§ **TASK INSTRUCTIONS**
Gather every line of the material below that contains the word "cowling", and copy each of those lines in full.

§ **EXERCISE MATERIAL**

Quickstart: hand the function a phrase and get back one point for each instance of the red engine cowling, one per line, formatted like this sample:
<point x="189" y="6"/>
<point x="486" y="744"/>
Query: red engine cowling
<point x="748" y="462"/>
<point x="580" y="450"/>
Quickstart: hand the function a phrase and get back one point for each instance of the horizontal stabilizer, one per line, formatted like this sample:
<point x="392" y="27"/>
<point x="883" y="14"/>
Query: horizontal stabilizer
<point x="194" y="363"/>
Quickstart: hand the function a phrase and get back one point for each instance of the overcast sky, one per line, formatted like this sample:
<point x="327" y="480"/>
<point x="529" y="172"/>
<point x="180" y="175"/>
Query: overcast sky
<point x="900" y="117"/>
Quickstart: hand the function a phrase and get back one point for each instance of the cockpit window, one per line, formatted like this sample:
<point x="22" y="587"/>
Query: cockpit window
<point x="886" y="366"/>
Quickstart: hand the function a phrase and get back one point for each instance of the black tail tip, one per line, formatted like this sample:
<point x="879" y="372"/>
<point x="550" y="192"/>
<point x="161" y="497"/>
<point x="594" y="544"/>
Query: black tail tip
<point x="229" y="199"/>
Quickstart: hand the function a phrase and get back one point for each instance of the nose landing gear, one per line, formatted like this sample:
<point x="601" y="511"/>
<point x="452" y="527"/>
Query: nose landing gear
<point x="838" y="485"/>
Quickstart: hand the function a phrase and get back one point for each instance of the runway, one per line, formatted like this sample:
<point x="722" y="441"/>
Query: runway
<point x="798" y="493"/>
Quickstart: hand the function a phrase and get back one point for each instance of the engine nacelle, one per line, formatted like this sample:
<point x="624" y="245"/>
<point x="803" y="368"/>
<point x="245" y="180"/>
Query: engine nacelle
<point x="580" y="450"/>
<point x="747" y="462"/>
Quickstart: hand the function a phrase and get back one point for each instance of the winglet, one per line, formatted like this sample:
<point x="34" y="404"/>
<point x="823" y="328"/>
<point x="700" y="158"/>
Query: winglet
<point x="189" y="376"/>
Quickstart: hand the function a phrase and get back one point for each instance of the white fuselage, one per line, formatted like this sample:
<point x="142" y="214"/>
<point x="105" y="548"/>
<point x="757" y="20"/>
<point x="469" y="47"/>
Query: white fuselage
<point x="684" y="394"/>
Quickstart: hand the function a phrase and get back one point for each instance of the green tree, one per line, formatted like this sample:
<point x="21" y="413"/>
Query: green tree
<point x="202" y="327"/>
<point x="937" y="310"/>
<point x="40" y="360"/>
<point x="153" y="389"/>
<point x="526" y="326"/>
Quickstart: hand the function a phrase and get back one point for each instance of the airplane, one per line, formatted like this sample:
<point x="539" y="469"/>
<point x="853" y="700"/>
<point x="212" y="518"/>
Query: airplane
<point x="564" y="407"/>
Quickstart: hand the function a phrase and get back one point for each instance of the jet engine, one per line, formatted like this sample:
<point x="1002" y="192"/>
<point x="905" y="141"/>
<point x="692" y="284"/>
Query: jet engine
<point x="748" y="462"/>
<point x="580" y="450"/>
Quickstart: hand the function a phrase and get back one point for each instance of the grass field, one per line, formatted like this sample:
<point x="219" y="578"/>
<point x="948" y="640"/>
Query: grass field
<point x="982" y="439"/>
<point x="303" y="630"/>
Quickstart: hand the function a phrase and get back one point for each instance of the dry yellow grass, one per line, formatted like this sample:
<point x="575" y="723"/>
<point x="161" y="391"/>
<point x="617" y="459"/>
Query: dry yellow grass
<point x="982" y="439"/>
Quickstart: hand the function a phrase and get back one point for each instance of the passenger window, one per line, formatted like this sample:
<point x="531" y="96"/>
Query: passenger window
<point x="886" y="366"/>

...

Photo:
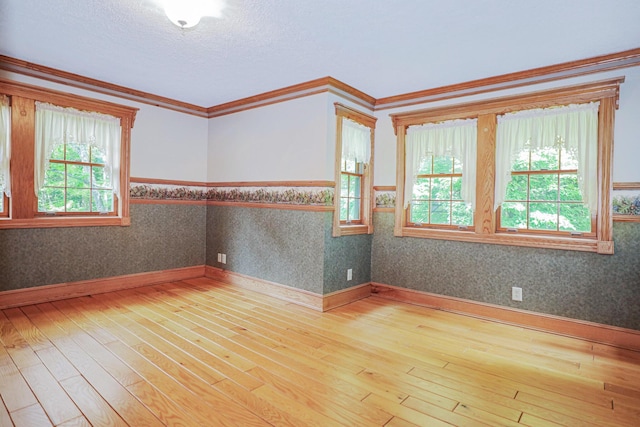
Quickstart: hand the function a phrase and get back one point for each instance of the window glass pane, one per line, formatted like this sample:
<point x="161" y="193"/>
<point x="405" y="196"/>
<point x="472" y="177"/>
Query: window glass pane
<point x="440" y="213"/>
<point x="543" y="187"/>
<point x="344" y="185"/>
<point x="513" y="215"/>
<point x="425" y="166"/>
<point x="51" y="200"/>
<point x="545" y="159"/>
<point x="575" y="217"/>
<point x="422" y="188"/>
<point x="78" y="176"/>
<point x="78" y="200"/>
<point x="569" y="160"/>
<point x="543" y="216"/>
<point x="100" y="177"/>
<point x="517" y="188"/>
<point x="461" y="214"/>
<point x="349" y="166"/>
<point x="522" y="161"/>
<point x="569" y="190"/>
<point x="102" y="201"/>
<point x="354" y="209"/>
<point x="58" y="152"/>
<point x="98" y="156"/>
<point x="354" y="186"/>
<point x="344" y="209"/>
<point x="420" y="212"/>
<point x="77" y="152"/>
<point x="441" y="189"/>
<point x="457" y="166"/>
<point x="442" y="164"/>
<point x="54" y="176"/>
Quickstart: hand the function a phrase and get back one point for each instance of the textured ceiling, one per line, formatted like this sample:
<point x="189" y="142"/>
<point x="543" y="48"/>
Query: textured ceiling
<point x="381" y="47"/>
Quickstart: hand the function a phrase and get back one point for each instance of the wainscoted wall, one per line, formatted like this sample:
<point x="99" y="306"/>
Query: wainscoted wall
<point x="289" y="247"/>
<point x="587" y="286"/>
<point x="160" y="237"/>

--

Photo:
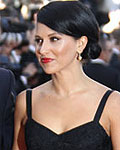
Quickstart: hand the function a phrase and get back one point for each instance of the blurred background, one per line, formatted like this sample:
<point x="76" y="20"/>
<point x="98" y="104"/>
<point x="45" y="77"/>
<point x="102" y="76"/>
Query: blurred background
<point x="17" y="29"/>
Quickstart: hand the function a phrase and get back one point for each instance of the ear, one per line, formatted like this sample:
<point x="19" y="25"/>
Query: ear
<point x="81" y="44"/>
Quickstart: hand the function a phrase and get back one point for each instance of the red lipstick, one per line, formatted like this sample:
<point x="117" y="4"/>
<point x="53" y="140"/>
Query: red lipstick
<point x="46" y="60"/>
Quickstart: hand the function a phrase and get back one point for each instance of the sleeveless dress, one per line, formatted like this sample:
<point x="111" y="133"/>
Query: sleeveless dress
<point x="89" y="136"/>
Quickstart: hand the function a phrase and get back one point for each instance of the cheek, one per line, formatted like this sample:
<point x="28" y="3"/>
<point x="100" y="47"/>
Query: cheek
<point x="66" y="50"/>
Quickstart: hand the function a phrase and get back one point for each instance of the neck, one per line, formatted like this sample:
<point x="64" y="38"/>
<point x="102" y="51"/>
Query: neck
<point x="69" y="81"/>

§ **FINISHED ANSWER**
Quickstart: hand the function a phrase and get back one point for each instance of the red engine cowling, one per line, formatted like this sample:
Query: red engine cowling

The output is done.